[Saved entries]
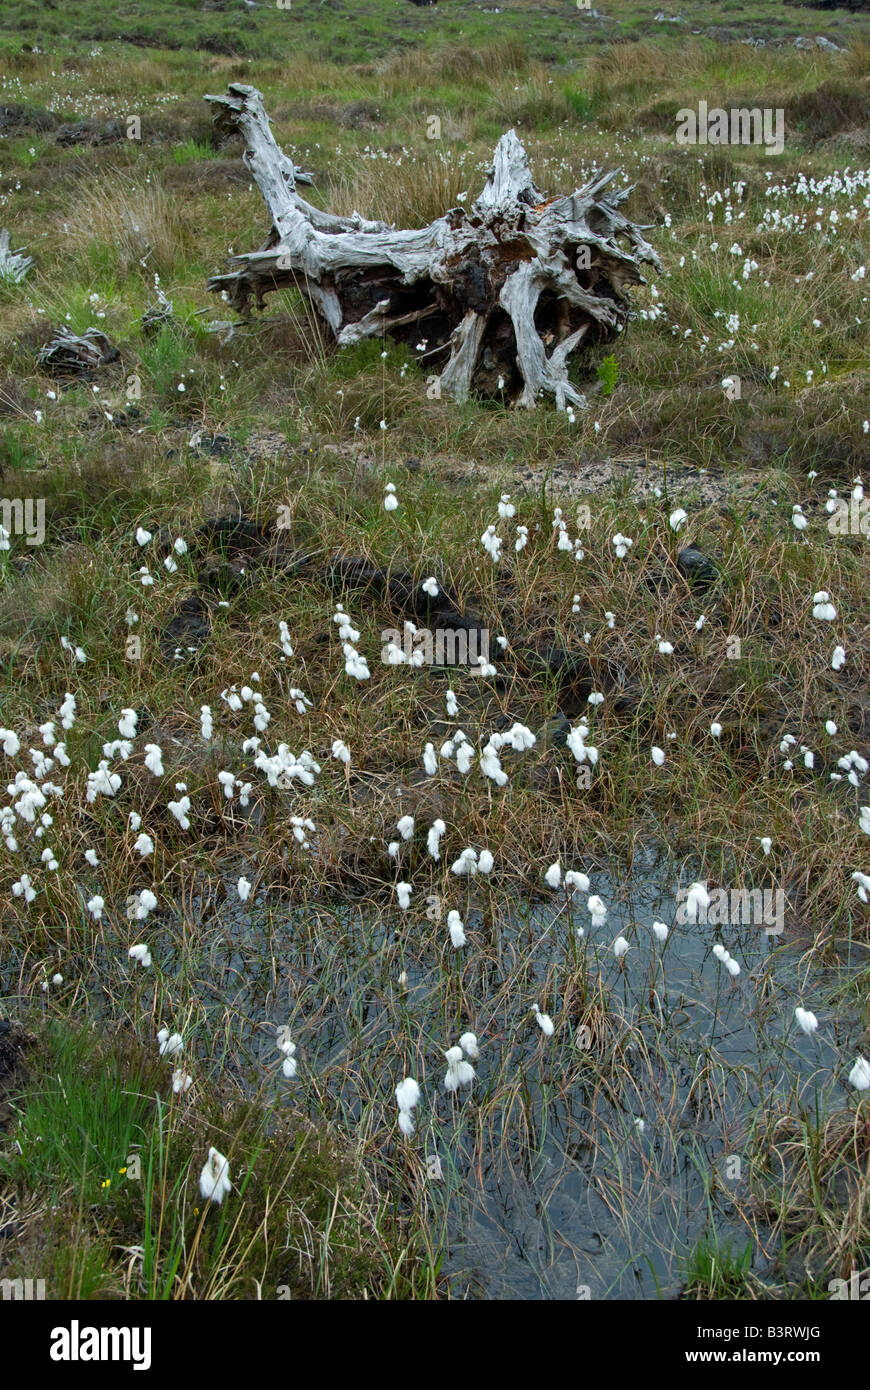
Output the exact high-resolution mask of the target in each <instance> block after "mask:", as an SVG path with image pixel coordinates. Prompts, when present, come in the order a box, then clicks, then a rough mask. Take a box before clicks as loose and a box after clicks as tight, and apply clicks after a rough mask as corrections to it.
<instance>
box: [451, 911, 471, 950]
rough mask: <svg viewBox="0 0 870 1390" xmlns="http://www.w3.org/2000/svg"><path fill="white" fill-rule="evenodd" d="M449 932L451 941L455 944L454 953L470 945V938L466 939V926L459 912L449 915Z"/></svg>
mask: <svg viewBox="0 0 870 1390" xmlns="http://www.w3.org/2000/svg"><path fill="white" fill-rule="evenodd" d="M448 931H449V933H450V941H452V944H453V949H454V951H459V949H460V947H464V945H467V944H468V938H467V937H466V926H464V923H463V919H461V917H460V915H459V912H456V910H452V912H449V913H448Z"/></svg>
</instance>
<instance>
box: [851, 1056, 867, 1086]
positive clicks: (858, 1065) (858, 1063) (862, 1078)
mask: <svg viewBox="0 0 870 1390" xmlns="http://www.w3.org/2000/svg"><path fill="white" fill-rule="evenodd" d="M849 1084H851V1086H853V1087H855V1090H856V1091H867V1090H870V1062H867V1059H866V1058H863V1056H859V1058H857V1061H856V1063H855V1066H853V1068H852V1070H851V1072H849Z"/></svg>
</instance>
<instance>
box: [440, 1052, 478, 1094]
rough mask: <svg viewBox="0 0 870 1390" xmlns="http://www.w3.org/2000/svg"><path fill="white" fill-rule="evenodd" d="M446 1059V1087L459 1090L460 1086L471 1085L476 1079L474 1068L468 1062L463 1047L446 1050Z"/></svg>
mask: <svg viewBox="0 0 870 1390" xmlns="http://www.w3.org/2000/svg"><path fill="white" fill-rule="evenodd" d="M445 1059H446V1062H448V1072H446V1076H445V1088H446V1090H448V1091H459V1088H460V1086H471V1083H473V1081H474V1068H473V1066H471V1063H470V1062H466V1059H464V1056H463V1049H461V1047H449V1048H448V1051H446V1052H445Z"/></svg>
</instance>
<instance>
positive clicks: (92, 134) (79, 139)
mask: <svg viewBox="0 0 870 1390" xmlns="http://www.w3.org/2000/svg"><path fill="white" fill-rule="evenodd" d="M125 136H126V132H125V129H124V126H122V125H121V122H120V121H71V122H68V124H67V125H61V126H60V129H57V131H56V132H54V140H56V143H57V145H64V146H69V145H117V143H118V140H122V139H125Z"/></svg>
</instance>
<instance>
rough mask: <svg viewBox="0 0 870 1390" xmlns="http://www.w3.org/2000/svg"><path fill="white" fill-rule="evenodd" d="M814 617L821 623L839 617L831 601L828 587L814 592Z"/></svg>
mask: <svg viewBox="0 0 870 1390" xmlns="http://www.w3.org/2000/svg"><path fill="white" fill-rule="evenodd" d="M813 617H814V619H817V621H820V623H832V621H834V619H835V617H837V609H835V607H834V605H832V603H831V595H830V594H828V591H827V589H819V592H817V594H813Z"/></svg>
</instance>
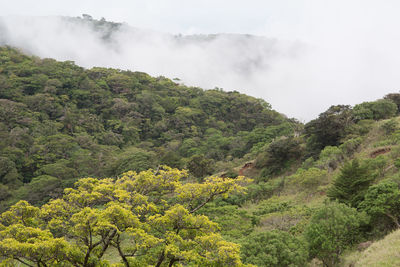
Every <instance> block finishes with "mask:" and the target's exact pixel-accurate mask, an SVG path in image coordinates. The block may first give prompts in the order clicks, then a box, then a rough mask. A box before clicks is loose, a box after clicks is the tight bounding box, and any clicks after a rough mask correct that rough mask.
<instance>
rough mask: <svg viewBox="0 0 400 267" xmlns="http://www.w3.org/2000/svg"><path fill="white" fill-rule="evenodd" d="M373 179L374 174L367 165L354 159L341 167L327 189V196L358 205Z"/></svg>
mask: <svg viewBox="0 0 400 267" xmlns="http://www.w3.org/2000/svg"><path fill="white" fill-rule="evenodd" d="M373 180H374V176H373V175H372V174H371V173H370V171H369V169H368V166H366V165H364V166H363V165H361V164H360V163H359V161H358V160H357V159H355V160H353V161H351V162H347V163H346V164H345V165H344V166H343V167H342V169H341V170H340V174H339V176H338V177H337V178H336V179H335V181H334V183H333V186H332V187H331V188H330V189H329V191H328V196H329V198H330V199H332V200H338V201H339V202H342V203H345V204H347V205H350V206H352V207H358V204H359V203H360V202H361V201H362V200H363V197H364V194H365V191H366V190H367V188H368V187H369V185H370V184H371V182H372V181H373Z"/></svg>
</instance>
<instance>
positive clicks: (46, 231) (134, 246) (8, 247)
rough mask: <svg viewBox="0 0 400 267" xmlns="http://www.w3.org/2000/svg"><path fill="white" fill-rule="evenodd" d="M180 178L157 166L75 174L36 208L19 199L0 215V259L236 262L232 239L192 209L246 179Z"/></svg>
mask: <svg viewBox="0 0 400 267" xmlns="http://www.w3.org/2000/svg"><path fill="white" fill-rule="evenodd" d="M186 178H187V172H186V171H184V170H183V171H181V170H178V169H171V168H169V167H162V168H160V169H158V170H148V171H143V172H140V173H136V172H127V173H124V174H122V175H121V176H120V177H119V178H118V179H110V178H107V179H101V180H99V179H94V178H85V179H80V180H79V181H78V182H76V184H75V188H69V189H65V191H64V196H63V197H62V198H60V199H54V200H51V201H50V202H49V203H47V204H45V205H43V206H42V207H41V208H37V207H33V206H31V205H29V203H27V202H26V201H20V202H18V203H17V204H15V205H14V206H12V207H11V208H10V210H8V211H6V212H4V213H3V214H1V216H0V259H3V263H2V264H3V265H5V266H7V264H12V263H13V262H19V263H22V264H24V265H26V266H110V265H113V266H148V265H153V266H173V265H176V264H184V265H201V266H227V265H230V266H240V265H242V263H241V261H240V256H239V246H238V245H236V244H234V243H231V242H227V241H225V240H224V239H223V238H222V237H221V236H220V235H219V234H218V230H219V229H218V225H217V224H216V223H214V222H212V221H210V220H209V219H208V218H207V217H206V216H204V215H200V214H198V211H199V210H200V209H201V208H202V207H203V206H204V205H206V204H207V203H208V202H210V201H212V200H213V199H214V198H216V197H226V196H228V195H229V194H231V193H233V192H238V193H241V192H243V191H244V187H243V185H244V184H245V183H247V182H248V179H246V178H244V177H238V178H235V179H230V178H220V177H214V176H212V177H209V178H207V179H206V180H205V181H204V182H203V183H191V182H188V181H187V179H186ZM110 254H111V255H118V256H114V257H110V256H109V255H110Z"/></svg>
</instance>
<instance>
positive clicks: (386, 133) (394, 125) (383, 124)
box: [381, 119, 398, 135]
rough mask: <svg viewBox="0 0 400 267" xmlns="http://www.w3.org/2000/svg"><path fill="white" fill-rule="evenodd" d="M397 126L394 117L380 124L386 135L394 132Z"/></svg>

• [What to do] Your reply must contain each entry exactly as written and no pictures.

• [Exercise response]
Output the exact high-resolution mask of the target in each <instance> block after "mask:", as an SVG path with image pixel coordinates. Prompts, when present, come in the order a box, then clicks, then a rough mask. Take a box before clicks as loose and a box after clicks as tight, and apply clicks after a rough mask as corrections to it.
<instance>
box: [451, 911, 471, 950]
rough mask: <svg viewBox="0 0 870 1390" xmlns="http://www.w3.org/2000/svg"><path fill="white" fill-rule="evenodd" d="M449 932L451 941L455 944L454 953L470 945V938L466 939V926L459 912L449 915Z"/></svg>
mask: <svg viewBox="0 0 870 1390" xmlns="http://www.w3.org/2000/svg"><path fill="white" fill-rule="evenodd" d="M448 931H449V933H450V941H452V944H453V949H454V951H459V949H460V947H464V945H467V944H468V938H467V937H466V926H464V923H463V919H461V917H460V915H459V912H456V910H452V912H449V913H448Z"/></svg>
</instance>
<instance>
box: [851, 1056, 867, 1086]
positive clicks: (858, 1065) (858, 1063) (862, 1078)
mask: <svg viewBox="0 0 870 1390" xmlns="http://www.w3.org/2000/svg"><path fill="white" fill-rule="evenodd" d="M849 1084H851V1086H853V1087H855V1090H856V1091H867V1090H870V1062H867V1059H866V1058H863V1056H859V1058H857V1061H856V1063H855V1066H853V1068H852V1070H851V1072H849Z"/></svg>
</instance>
<instance>
box: [440, 1052, 478, 1094]
rough mask: <svg viewBox="0 0 870 1390" xmlns="http://www.w3.org/2000/svg"><path fill="white" fill-rule="evenodd" d="M446 1059V1087L459 1090L460 1086L471 1085L476 1079L474 1068L468 1062L463 1047L446 1050Z"/></svg>
mask: <svg viewBox="0 0 870 1390" xmlns="http://www.w3.org/2000/svg"><path fill="white" fill-rule="evenodd" d="M445 1059H446V1062H448V1072H446V1076H445V1088H446V1090H448V1091H459V1088H460V1086H471V1083H473V1081H474V1068H473V1066H471V1063H470V1062H466V1059H464V1056H463V1049H461V1047H449V1048H448V1051H446V1052H445Z"/></svg>
</instance>
<instance>
positive clicks: (92, 134) (79, 139)
mask: <svg viewBox="0 0 870 1390" xmlns="http://www.w3.org/2000/svg"><path fill="white" fill-rule="evenodd" d="M125 136H126V132H125V129H124V126H122V125H121V122H120V121H71V122H68V124H67V125H61V126H60V129H57V131H56V132H54V140H56V143H57V145H64V146H69V145H117V143H118V140H122V139H125Z"/></svg>
</instance>
<instance>
rough mask: <svg viewBox="0 0 870 1390" xmlns="http://www.w3.org/2000/svg"><path fill="white" fill-rule="evenodd" d="M814 617L821 623L839 617L831 601L828 587L814 592Z"/></svg>
mask: <svg viewBox="0 0 870 1390" xmlns="http://www.w3.org/2000/svg"><path fill="white" fill-rule="evenodd" d="M813 617H814V619H817V621H820V623H832V621H834V619H835V617H837V609H835V607H834V605H832V603H831V595H830V594H828V591H827V589H819V592H817V594H813Z"/></svg>
</instance>
Every <instance> block finishes with "mask:" and the target's exact pixel-accurate mask, an SVG path in image coordinates. The block may first give prompts in the order clicks, then a box, then a rough mask. A box before clicks is loose, a box after clicks is the tight bounding box, and any clicks after a rough mask correct that rough mask.
<instance>
rough mask: <svg viewBox="0 0 400 267" xmlns="http://www.w3.org/2000/svg"><path fill="white" fill-rule="evenodd" d="M373 179L374 174L367 165L354 159L341 167L327 189V196L358 205Z"/></svg>
mask: <svg viewBox="0 0 400 267" xmlns="http://www.w3.org/2000/svg"><path fill="white" fill-rule="evenodd" d="M373 180H374V176H373V175H372V174H371V173H370V171H369V169H368V166H366V165H364V166H363V165H361V164H360V163H359V161H358V160H357V159H355V160H353V161H351V162H347V163H346V164H345V165H344V166H343V167H342V169H341V170H340V174H339V176H338V177H337V178H336V179H335V181H334V183H333V186H332V187H331V188H330V189H329V191H328V196H329V198H330V199H332V200H338V201H339V202H342V203H345V204H347V205H350V206H352V207H358V204H359V203H360V202H361V201H362V200H363V197H364V194H365V191H366V190H367V188H368V187H369V185H370V184H371V182H372V181H373Z"/></svg>
</instance>
<instance>
positive clicks: (46, 231) (134, 246) (8, 247)
rough mask: <svg viewBox="0 0 400 267" xmlns="http://www.w3.org/2000/svg"><path fill="white" fill-rule="evenodd" d="M180 178L157 166L75 174L36 208L19 199L0 215V259L236 262L232 239L192 209L246 179Z"/></svg>
mask: <svg viewBox="0 0 400 267" xmlns="http://www.w3.org/2000/svg"><path fill="white" fill-rule="evenodd" d="M186 178H187V172H186V171H184V170H183V171H181V170H178V169H171V168H169V167H162V168H160V169H158V170H148V171H143V172H140V173H136V172H127V173H124V174H122V175H121V176H120V177H119V178H118V179H110V178H107V179H101V180H99V179H94V178H85V179H80V180H79V181H78V182H76V184H75V188H69V189H65V191H64V196H63V197H62V198H60V199H54V200H51V201H50V202H49V203H47V204H45V205H43V206H42V207H41V208H37V207H33V206H31V205H29V203H27V202H26V201H20V202H18V203H17V204H15V205H14V206H12V207H11V208H10V210H8V211H6V212H4V213H3V214H1V216H0V259H3V263H2V264H3V265H5V266H7V264H12V263H13V262H19V263H22V264H24V265H26V266H110V265H113V266H148V265H153V266H173V265H176V264H184V265H201V266H227V265H230V266H240V265H242V263H241V261H240V256H239V246H238V245H236V244H234V243H231V242H227V241H225V240H224V239H223V238H222V237H221V236H220V235H219V234H218V230H219V229H218V225H217V224H216V223H214V222H212V221H210V220H209V219H208V218H207V217H206V216H204V215H200V214H198V211H199V210H200V209H201V208H202V207H203V206H204V205H206V204H207V203H208V202H210V201H212V200H213V199H214V198H216V197H226V196H228V195H229V194H231V193H233V192H238V193H241V192H243V191H244V187H243V185H244V184H245V183H247V182H248V179H246V178H244V177H238V178H235V179H230V178H220V177H214V176H212V177H209V178H207V179H206V180H205V181H204V182H203V183H191V182H188V181H187V179H186ZM110 254H111V255H118V256H114V257H110V256H109V255H110Z"/></svg>
</instance>
<instance>
positive clicks: (386, 133) (394, 125) (383, 124)
box: [381, 119, 398, 135]
rough mask: <svg viewBox="0 0 400 267" xmlns="http://www.w3.org/2000/svg"><path fill="white" fill-rule="evenodd" d="M397 126L394 117L380 124L386 135L394 132Z"/></svg>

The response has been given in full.